> [PROVIDED TEXT]
* * *
August 22, 2019

Archives for April 1, 2013

Colorado Court of Appeals: Consecutive Sentencing Improper for Counts that Make Up the Same Act

The Colorado Court of Appeals issued its opinion in People v. Torrez on Thursday, March 28, 2013.

Sexual Assault on a Child—Sentence Enhancers—Illegal Sentence—Concurrent Sentence—Consecutive Sentence—Sexually Violent Predator.

Defendant pleaded guilty to fourteen sex offenses. Among these were five pairs of sex offenses in which, he alleged on appeal, the two counts in each pair were based on identical evidence. The trial court sentenced him to consecutive sentences for the two counts in each of the pairs. Defendant appealed these consecutive sentences. The judgment was affirmed, the sentence was affirmed in part and reversed in part, and the case was remanded.

Defendant argued that counts 3, 7, and 15 of the information charged only sentence enhancers, not substantive crimes. Here, counts 3, 7, and 15 charged both substantive crimes—sexual assault on a child (counts 3 and 15) and sexual assault on a child by one in a position of trust (count 7)—as well as sentence enhancers. The Court of Appeals concluded that these counts identified the elements of the crimes charged and closely tracked the statutory language. Counts 3 and 15 are substantially the same as the statutory language of the crime of sexual assault on a child found in CRS §18-3-405. Count 7, which charged defendant with the crime of sexual assault on a child by one in a position of trust, closely tracked the language of CRS § 18-3-405.3. This substantial similarity means that defendant was adequately notified of the charges he faced so that he could prepare his defense and prevent further prosecution on the same charges if he were to be convicted or acquitted. The additional presence of a sentence enhancer in these counts does not undercut this conclusion.

Defendant also argued that the trial court imposed an illegal sentence when it ordered that he serve consecutive prison terms for counts 2 and 3, 9 and 10, 11 and 12, 14 and 15, and 19 and 20. On its face, the information provides support for the conclusion that the two counts in each pair resulted from the same act, so the evidence of the act is identical. Subsection 408(3) controls this case, and it requires that defendant receive concurrent sentences for the convictions of the paired counts because they relied on identical evidence. Further, subsections 408(3) and 1004(5)(a) do not conflict and can be construed harmoniously. Thus, subsection 1004(5)(a) does not create an exception to the general rule found in subsection 408(3) that a court must impose concurrent sentences for counts based on identical evidence. Therefore, the consecutive sentences for the two counts in each pair are illegal, and, to remedy that problem, concurrent sentences must be imposed for the two counts in each pair. As a result, the aggregate indeterminate sentence in this case was reduced from 300 years to life to 192 years to life.
* * *
(Named object pointing entries)
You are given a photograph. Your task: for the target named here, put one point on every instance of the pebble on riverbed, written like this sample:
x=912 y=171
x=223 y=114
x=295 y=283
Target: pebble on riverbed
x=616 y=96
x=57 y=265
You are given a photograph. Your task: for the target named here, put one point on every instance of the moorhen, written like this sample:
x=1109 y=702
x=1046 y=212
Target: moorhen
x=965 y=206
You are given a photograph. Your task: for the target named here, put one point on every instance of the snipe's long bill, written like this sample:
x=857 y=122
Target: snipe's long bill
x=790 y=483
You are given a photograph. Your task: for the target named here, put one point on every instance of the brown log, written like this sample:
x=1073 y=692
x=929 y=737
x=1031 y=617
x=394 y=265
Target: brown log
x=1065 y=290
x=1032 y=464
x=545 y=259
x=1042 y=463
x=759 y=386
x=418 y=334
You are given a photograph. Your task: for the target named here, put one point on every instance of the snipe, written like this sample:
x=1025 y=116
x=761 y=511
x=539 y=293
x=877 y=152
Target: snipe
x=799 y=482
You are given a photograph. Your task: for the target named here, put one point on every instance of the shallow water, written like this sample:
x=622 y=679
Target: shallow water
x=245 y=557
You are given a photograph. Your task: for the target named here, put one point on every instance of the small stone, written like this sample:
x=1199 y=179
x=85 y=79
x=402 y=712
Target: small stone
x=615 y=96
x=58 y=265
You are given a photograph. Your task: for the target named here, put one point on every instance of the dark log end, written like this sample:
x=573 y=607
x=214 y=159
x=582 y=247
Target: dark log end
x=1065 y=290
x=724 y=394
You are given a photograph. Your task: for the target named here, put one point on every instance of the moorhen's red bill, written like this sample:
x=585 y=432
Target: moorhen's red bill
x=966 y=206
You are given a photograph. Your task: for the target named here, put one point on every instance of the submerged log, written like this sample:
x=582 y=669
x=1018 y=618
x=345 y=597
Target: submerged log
* * *
> [CHALLENGES]
a: Answer these questions using the court summary:
(i) How many sex offenses did the defendant plead guilty to?
(ii) Which count charged sexual assault on a child by one in a position of trust?
(iii) What did the aggregate indeterminate sentence end up being reduced to?
b: According to the court summary, why did the two counts in each pair have to be given concurrent sentences instead of consecutive ones?

> [TASK ANSWERS]
a:
(i) Fourteen.
(ii) Count 7.
(iii) 192 years to life, down from 300 years to life.

b: The information showed that the two counts in each pair came from the same act, so they relied on identical evidence. Subsection 408(3) requires concurrent sentences for counts based on identical evidence, and subsection 1004(5)(a) does not create an exception to that rule.